TEXTE SOURCE:
+--

Bien sûr, lorsque l'on apprend la disparition d'une telle légende de l'art lyrique, on veut lui rendre un hommage personnel. Et quel meilleur moyen de se souvenir autrement qu'en se précipitant dans sa discothèque pour y retrouver ces enregistrements que le temps a quelque peu effacés de notre mémoire ? Fort heureusement, Nicolai Gedda nous laisse un héritage discographique immense.
Lors d'un passage à Stockholm où il accompagnait son épouse Elisabeth Schwarzkopf qui donnait un récital, le producteur discographique Walter Legge entendit Nicolai Gedda au Royal Opera dans Le postillon de Lonjumeau d'Adolphe Adam. Impressionné, il lui proposa immédiatement de l'engager pour l'enregistrement du rôle de Dimitri dans Boris Godounov de Moussorvski.
Prise en main par Walter Legge et Herbert von Karajan, la carrière du jeune ténor allait prendre son envol. Les enregistrements se succèdent à un rythme effréné. Entre Boris Godounov en 1952, son premier enregistrement de studio et sa dernière apparition en Monsieur Triquet dans Eugène Onéguine en 1992, ce sont quarante ans de carrière du ténor jalonné par près de 200 disques.
En 1953, Nicolai Gedda est le rôle-titre dans le Faust de Charles Gounod. On reste stupéfait devant l'aisance, la diction française, la projection vocale et la maturité de ce ténor d'à peine 27 ans. Dès les premières mesures de ce Faust, la jeunesse vaillante de la voix de Gedda s'impose. Tout lui semble facile. Chaque mot se détache en un français parfait. C'est un régal. Il lance un Salut, ô mon dernier matin ! avec la voix chargée de l'angoisse frissonnante de l'homme à l'approche de la mort. Quelle intelligence interprétative ! À peine signé son pacte avec Méphistophélès, alors qu'il aperçoit Marguerite, il chante un court Ô merveille ! d'une beauté, d'une douceur, d'une poésie à couper le souffle.

+--

LIGNES DE DONNÉES:
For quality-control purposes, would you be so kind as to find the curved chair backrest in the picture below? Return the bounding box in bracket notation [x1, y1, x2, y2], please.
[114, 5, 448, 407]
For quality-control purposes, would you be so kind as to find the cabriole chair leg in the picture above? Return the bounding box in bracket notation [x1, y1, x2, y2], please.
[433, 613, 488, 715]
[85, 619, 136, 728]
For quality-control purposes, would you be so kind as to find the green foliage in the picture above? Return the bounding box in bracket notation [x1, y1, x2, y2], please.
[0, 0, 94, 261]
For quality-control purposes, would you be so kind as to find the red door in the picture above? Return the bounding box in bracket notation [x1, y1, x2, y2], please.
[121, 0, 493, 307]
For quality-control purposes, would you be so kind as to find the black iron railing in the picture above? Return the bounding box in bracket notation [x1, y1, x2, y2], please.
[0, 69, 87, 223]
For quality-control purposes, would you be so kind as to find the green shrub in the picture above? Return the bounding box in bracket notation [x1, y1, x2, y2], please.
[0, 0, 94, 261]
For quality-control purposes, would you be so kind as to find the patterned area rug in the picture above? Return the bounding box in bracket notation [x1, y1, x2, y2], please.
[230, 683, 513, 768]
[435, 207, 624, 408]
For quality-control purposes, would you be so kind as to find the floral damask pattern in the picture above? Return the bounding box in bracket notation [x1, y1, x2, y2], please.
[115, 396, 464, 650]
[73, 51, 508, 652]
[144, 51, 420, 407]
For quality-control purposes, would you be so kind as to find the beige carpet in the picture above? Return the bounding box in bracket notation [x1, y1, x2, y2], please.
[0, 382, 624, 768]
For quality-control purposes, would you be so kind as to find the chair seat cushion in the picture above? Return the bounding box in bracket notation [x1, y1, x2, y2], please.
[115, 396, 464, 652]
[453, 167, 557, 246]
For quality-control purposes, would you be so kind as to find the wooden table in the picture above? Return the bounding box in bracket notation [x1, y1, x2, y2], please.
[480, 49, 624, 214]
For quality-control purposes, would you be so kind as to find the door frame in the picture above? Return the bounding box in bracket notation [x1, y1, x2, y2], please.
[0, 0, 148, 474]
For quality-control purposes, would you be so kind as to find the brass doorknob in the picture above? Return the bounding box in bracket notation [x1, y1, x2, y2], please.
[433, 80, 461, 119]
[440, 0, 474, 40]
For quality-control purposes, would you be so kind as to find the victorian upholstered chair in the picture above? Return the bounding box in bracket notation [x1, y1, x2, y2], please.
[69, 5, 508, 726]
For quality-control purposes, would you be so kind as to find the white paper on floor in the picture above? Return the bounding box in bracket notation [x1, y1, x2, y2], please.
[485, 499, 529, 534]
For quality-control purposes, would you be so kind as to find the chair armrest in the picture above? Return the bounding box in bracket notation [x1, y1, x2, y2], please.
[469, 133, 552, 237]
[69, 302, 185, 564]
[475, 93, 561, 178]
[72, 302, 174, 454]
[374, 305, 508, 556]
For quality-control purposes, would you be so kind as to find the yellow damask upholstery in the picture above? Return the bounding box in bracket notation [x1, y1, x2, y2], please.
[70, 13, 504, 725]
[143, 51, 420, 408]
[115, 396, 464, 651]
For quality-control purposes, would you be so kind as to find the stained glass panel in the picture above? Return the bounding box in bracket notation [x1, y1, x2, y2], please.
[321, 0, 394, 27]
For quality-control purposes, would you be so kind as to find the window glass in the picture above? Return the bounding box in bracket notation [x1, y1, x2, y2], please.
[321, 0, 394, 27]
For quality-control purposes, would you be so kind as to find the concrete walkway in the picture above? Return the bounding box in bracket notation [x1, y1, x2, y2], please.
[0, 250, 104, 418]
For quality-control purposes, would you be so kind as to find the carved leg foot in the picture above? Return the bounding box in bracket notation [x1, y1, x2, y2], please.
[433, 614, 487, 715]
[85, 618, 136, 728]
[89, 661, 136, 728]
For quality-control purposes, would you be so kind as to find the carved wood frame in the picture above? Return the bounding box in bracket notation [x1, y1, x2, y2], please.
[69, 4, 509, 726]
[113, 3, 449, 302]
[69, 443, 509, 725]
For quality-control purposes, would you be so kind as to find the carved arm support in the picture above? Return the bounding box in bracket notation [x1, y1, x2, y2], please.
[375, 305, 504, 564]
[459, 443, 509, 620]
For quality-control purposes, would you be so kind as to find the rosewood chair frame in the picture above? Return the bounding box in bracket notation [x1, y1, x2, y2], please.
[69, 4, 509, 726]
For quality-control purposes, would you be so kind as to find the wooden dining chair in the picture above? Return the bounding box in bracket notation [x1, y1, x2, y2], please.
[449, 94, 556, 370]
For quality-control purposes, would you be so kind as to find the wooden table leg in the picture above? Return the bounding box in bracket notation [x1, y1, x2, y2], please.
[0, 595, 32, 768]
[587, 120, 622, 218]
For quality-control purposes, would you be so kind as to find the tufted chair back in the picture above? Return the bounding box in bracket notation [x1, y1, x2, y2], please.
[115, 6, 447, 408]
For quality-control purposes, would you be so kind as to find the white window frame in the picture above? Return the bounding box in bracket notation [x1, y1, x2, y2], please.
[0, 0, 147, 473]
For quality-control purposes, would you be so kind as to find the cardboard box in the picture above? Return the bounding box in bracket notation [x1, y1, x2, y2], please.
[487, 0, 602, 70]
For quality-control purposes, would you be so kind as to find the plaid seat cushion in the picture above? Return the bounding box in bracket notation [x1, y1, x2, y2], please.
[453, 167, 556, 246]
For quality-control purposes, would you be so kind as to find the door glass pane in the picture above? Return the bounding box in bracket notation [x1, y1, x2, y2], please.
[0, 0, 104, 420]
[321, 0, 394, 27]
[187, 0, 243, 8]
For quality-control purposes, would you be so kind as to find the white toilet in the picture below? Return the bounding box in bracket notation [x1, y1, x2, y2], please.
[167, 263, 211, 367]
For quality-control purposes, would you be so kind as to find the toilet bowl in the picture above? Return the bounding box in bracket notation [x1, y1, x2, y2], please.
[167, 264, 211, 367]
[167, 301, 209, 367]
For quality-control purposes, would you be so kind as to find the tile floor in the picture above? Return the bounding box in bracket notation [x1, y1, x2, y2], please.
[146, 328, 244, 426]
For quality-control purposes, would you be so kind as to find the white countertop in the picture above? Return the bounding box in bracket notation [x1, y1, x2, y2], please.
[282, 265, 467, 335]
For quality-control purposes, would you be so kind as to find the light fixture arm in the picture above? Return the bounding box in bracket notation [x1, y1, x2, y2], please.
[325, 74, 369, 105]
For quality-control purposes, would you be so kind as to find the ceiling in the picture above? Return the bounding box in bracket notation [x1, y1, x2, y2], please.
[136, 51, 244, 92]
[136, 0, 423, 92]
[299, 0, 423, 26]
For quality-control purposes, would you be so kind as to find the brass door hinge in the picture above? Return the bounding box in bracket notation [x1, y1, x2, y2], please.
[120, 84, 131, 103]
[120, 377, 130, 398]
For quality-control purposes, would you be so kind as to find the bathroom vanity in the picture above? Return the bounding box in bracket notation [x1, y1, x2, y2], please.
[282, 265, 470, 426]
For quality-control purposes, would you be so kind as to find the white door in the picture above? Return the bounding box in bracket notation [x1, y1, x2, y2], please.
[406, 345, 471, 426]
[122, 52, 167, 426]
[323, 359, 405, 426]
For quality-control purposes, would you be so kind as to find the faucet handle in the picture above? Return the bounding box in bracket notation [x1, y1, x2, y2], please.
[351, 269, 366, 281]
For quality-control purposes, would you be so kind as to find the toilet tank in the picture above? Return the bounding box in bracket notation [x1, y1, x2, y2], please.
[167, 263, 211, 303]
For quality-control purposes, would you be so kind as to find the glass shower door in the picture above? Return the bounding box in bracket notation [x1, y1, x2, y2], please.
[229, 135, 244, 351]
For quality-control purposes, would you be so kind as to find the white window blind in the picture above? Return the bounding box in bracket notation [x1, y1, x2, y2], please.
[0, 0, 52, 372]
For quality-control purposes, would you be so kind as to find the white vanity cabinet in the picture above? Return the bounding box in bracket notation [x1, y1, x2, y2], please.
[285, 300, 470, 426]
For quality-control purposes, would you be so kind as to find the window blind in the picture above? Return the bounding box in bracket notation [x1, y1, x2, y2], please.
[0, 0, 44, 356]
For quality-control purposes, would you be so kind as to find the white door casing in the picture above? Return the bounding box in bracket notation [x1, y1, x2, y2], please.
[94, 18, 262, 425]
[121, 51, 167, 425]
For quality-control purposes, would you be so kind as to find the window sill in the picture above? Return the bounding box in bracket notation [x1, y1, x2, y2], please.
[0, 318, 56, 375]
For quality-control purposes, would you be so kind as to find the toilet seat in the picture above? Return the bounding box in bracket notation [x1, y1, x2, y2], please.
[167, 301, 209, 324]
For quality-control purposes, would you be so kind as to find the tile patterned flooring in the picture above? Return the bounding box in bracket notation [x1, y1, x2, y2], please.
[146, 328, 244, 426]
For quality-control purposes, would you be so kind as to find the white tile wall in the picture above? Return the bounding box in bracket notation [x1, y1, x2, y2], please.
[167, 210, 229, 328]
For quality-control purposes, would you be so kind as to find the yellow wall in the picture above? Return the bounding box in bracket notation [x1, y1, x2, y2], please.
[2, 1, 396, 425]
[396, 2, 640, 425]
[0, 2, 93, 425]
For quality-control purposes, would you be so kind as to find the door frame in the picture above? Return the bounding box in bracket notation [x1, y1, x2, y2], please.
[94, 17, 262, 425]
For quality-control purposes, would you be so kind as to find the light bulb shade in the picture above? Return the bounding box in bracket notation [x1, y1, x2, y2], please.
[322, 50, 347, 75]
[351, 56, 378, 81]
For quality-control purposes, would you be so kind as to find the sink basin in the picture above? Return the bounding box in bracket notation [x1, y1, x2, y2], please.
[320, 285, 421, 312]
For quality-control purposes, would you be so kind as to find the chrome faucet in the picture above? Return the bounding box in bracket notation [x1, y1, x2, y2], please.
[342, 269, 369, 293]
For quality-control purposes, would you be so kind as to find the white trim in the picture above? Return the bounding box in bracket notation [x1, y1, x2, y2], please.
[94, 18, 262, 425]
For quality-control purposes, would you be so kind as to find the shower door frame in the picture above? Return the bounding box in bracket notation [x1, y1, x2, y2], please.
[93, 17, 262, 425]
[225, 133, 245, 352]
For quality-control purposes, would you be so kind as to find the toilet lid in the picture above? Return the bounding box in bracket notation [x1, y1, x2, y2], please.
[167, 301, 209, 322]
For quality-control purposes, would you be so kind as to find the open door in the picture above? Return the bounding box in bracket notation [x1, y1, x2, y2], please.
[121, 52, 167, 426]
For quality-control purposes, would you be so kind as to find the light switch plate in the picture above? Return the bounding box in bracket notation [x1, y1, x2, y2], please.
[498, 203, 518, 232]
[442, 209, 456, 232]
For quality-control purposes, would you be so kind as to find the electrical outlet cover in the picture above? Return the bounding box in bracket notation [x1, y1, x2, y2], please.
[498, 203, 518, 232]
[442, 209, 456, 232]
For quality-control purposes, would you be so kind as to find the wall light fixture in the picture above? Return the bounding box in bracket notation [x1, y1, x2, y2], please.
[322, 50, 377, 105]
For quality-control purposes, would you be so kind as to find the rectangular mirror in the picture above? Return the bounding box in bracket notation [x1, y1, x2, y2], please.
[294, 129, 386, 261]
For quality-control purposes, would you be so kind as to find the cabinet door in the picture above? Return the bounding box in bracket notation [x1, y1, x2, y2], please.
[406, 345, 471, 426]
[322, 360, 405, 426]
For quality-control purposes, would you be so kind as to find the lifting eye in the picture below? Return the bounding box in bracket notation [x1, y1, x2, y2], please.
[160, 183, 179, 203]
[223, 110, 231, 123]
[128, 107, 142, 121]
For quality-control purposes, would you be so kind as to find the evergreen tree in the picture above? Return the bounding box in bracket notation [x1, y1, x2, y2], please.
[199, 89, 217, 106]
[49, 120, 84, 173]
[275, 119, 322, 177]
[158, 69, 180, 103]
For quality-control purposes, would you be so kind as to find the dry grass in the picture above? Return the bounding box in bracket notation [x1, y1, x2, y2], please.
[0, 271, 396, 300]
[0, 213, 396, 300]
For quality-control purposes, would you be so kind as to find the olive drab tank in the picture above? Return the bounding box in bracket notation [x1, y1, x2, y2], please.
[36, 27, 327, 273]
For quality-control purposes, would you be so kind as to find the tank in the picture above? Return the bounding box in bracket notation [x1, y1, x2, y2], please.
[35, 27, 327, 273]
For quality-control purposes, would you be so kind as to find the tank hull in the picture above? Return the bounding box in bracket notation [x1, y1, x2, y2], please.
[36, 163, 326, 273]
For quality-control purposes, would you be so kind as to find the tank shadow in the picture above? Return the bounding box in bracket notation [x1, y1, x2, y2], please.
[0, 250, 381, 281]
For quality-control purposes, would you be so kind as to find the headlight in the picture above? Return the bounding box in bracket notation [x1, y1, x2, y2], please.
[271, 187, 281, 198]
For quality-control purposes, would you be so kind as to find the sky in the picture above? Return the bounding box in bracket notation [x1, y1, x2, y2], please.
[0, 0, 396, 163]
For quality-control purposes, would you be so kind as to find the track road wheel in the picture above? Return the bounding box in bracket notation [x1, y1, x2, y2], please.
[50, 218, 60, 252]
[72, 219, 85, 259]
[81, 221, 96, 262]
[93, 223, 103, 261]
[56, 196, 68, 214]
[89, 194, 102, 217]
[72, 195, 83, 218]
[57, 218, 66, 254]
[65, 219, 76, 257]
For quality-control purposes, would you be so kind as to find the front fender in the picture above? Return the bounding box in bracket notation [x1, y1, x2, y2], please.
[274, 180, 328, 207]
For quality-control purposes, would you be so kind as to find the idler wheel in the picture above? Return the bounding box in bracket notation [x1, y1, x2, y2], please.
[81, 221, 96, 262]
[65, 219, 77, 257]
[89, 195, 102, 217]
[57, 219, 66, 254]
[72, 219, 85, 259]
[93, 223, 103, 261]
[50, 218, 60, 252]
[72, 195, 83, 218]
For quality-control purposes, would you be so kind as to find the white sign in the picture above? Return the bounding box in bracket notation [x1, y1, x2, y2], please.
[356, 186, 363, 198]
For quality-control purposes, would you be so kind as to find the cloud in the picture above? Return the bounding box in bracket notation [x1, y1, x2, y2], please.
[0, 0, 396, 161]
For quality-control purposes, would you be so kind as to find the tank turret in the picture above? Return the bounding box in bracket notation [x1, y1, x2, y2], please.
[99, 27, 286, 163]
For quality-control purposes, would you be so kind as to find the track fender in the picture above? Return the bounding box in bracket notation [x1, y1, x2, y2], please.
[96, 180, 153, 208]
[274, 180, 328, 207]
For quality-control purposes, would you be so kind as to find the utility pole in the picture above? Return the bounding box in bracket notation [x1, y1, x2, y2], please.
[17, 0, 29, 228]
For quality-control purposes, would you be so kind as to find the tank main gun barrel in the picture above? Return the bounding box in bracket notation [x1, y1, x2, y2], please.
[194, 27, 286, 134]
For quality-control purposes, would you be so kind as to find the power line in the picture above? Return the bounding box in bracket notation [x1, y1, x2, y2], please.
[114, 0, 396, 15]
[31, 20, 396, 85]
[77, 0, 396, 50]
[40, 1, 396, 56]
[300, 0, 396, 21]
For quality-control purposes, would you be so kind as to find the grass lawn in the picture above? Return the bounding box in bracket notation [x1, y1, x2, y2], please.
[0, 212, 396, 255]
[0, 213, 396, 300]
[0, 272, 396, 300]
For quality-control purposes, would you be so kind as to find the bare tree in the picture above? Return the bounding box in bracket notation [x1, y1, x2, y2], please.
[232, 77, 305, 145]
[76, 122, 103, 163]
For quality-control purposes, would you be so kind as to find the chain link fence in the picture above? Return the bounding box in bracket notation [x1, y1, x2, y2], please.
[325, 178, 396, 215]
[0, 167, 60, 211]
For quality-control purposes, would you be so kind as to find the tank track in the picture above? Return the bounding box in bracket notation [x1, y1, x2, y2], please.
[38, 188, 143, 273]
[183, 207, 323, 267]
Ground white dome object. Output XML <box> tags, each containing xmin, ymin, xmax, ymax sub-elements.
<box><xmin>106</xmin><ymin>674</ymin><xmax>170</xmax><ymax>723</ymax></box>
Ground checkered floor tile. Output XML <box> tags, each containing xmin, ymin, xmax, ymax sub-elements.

+--

DÉFIS:
1. Selon le texte sur Nicolai Gedda, en quelle année le ténor a-t-il tenu le rôle-titre du Faust de Charles Gounod ?
2. Reproduisez tout le passage du texte sur Nicolai Gedda, depuis « Bien sûr, lorsque » jusqu'à « héritage discographique immense. » inclus.
3. Poursuivez le texte sur Nicolai Gedda à partir de sa dernière phrase.
Ces données n'ont aucun lien avec le texte sur Nicolai Gedda.

RÉPONSES PAR TÂCHE:
1. En 1953.

2.
Bien sûr, lorsque l'on apprend la disparition d'une telle légende de l'art lyrique, on veut lui rendre un hommage personnel. Et quel meilleur moyen de se souvenir autrement qu'en se précipitant dans sa discothèque pour y retrouver ces enregistrements que le temps a quelque peu effacés de notre mémoire ? Fort heureusement, Nicolai Gedda nous laisse un héritage discographique immense.

3.
C'est cette qualité d'interprétation doublée d'une technique vocale exceptionnelle qui accompagne Nicolai Gedda tout au long de sa carrière artistique. Comment résister dès lors devant une si belle manière de chanter notre langue ? Écouter l'extraordinaire En fermant les yeux de Manon de Jules Massenet avec un Nicolai Gedda totalement habité. Un moment suspendu. Là encore, sa technique vocale irréprochable nous emmène dans le rêve de Des Grieux avec un Ô Manon final prolongé dans un diminuendo bouleversant.
Dans sa dernière apparition en studio, à l'âge de 67 ans, c'est encore la langue française qui est à l'honneur de son chant. Dans un Eugène Onéguine de Tchaïkovsky étrangement chanté en anglais, Nicolai Gedda incarne Monsieur Triquet, un résident français qui offre une chanson dans sa langue lors d'une fête en l'honneur de Tatiana, l'héroïne de l'opéra. Là encore sa voix (toujours intacte) fait merveille. Et avec sa parfaite diction, il habille cette petite cantilène d'un lyrisme fort touchant, comme une signature pour l'éternité.
Après sa retraite de la scène, Nicolai Gedda se retire dans sa maison des hauts de Morges où il vivait depuis 1968. Les dernières années de sa vie, il les consacre en partie à l'enseignement du chant à quelques chanteurs privilégiés, notamment le ténor néerlandais Jan Blinkhof.